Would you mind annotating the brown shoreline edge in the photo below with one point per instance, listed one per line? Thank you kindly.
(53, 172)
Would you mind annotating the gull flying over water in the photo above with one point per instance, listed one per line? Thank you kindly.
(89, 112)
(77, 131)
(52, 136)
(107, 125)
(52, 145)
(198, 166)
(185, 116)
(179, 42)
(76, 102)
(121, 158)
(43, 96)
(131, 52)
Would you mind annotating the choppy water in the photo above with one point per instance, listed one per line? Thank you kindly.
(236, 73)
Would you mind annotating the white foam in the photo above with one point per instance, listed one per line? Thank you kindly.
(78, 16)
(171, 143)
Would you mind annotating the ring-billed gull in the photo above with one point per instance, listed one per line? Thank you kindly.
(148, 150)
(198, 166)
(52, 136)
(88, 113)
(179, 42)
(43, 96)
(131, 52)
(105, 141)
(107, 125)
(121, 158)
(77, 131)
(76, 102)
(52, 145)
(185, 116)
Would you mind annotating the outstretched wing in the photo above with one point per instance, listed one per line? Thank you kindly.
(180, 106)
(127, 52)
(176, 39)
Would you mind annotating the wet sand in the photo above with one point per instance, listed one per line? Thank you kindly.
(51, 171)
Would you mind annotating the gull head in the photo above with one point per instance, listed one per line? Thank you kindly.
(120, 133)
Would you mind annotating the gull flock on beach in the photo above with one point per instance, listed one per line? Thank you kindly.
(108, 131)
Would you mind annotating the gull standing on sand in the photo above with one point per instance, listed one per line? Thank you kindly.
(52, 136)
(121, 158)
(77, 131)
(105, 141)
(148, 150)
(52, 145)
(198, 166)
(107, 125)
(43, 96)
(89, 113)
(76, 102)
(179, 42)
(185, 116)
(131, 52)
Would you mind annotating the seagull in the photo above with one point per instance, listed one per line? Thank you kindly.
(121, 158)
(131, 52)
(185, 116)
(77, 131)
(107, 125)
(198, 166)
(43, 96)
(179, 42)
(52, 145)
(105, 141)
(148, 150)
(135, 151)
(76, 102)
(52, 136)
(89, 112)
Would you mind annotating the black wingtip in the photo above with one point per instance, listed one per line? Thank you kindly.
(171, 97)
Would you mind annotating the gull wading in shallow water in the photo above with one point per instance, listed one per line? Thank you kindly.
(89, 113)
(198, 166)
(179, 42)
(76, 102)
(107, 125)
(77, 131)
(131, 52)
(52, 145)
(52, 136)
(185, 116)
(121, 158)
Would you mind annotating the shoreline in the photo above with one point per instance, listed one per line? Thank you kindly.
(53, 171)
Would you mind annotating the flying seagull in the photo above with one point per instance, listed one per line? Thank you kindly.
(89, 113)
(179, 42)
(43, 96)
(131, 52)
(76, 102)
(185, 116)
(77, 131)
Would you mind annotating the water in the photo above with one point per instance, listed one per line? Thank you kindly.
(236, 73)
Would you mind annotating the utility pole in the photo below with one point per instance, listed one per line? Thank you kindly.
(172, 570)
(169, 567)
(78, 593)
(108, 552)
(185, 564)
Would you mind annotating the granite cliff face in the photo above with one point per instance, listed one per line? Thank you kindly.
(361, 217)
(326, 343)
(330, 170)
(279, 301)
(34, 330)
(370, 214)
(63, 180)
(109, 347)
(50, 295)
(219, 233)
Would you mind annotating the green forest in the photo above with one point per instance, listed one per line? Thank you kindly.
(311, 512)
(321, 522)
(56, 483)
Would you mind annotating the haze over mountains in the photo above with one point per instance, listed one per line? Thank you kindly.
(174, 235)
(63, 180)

■ Problem description
Rewrite all of the records with "annotating" switched to "marking" and everything else left the same.

■ Exercise output
Would you mind marking the brown shoreline edge in the photo below with one point per instance, listed one per line? Thank you kindly.
(53, 172)
Would you mind marking the gull flying over water in the photo above with one point per instance, listed one per line? Thank you kindly.
(89, 112)
(77, 131)
(52, 136)
(107, 125)
(52, 145)
(198, 166)
(185, 116)
(179, 42)
(76, 102)
(121, 158)
(43, 96)
(131, 52)
Would you mind marking the choppy water in the photo above with one point per instance, listed one per line? Thank you kindly.
(236, 73)
Would you mind marking the white foam in the photo above with one point per instance, listed one per line? Thank you kindly.
(78, 16)
(171, 143)
Would you mind marking the ring-billed gull in the photo above with one point per instance, listed one per line? Thank you kindly.
(148, 150)
(198, 166)
(52, 136)
(88, 113)
(179, 42)
(43, 96)
(131, 52)
(105, 141)
(107, 125)
(121, 158)
(77, 131)
(76, 102)
(52, 145)
(185, 116)
Would you mind marking the outstretched wing in the photo above with one point per instance, listed one per line? Thank you kindly.
(180, 106)
(127, 52)
(176, 39)
Would you mind marking the wet sand in the photo above with one point per instance, listed one per line? Thank you kindly.
(51, 171)
Would you mind marking the gull head in the photo above with one point per instance, listed one per line? Thank you kindly.
(120, 133)
Would you mind marking the gull flock on beach in the photo above with one point per instance, listed one per line? Thank you kindly.
(108, 131)
Would you mind marking the gull standing on sand in the photo above with one point per instance, listed one per line? Thank you kindly.
(52, 136)
(121, 158)
(77, 131)
(105, 141)
(148, 150)
(52, 145)
(198, 166)
(107, 125)
(43, 96)
(89, 113)
(76, 102)
(179, 42)
(185, 116)
(131, 52)
Would you mind marking the seagull in the photo above with one point per instance, listed one per line? Thank you kindly.
(121, 158)
(131, 52)
(185, 116)
(77, 131)
(107, 125)
(198, 166)
(43, 96)
(179, 42)
(52, 145)
(105, 141)
(148, 150)
(135, 151)
(76, 102)
(52, 136)
(89, 112)
Would you mind marking the black wingtip in the photo above with one point per instance, listed one per line? Thank you kindly.
(171, 97)
Would you mind marking the gull wading in shallow water in the photo above with one point per instance, listed one per line? Thank you kindly.
(89, 113)
(198, 166)
(179, 42)
(76, 102)
(107, 125)
(77, 131)
(131, 52)
(52, 145)
(52, 136)
(185, 116)
(121, 158)
Would you mind marking the shoreline in the photo above with one point per instance, listed one per line? Thank you kindly.
(53, 171)
Would you mind marking the flying seagull in the photo above with one point per instance, listed one per line? Thank you kindly.
(89, 113)
(179, 42)
(43, 96)
(131, 52)
(76, 102)
(185, 116)
(77, 131)
Would you mind marking the water in the photo above with one point per instance, listed one per line? Thank you kindly.
(236, 73)
Would you mind marking the utility pole in the photo below with one point per instance, listed one per line? Thank you kindly.
(172, 570)
(169, 567)
(78, 593)
(108, 552)
(185, 564)
Would you mind marking the granite cliff face in the photo above with one point per instance, listed one per line? Thank you kindly.
(361, 217)
(326, 343)
(330, 170)
(279, 301)
(34, 330)
(370, 214)
(63, 180)
(109, 347)
(50, 295)
(219, 233)
Would you mind marking the green forest in the photo above with one point per instance, listed one per line? Thank you kindly.
(311, 512)
(321, 522)
(56, 483)
Would you mind marking the haze over mountains in the photo above with one point per instance, listed one per line? Thank you kindly.
(174, 235)
(63, 180)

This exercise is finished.